- What you are asked to do: Tell me how many lines in the entries below contain the word "pedestrian"; reply with the number and nothing else.

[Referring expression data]
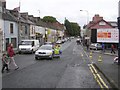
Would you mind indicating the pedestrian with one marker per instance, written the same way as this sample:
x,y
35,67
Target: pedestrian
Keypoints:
x,y
11,54
103,47
112,49
5,63
87,45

- Answer to the problem: 2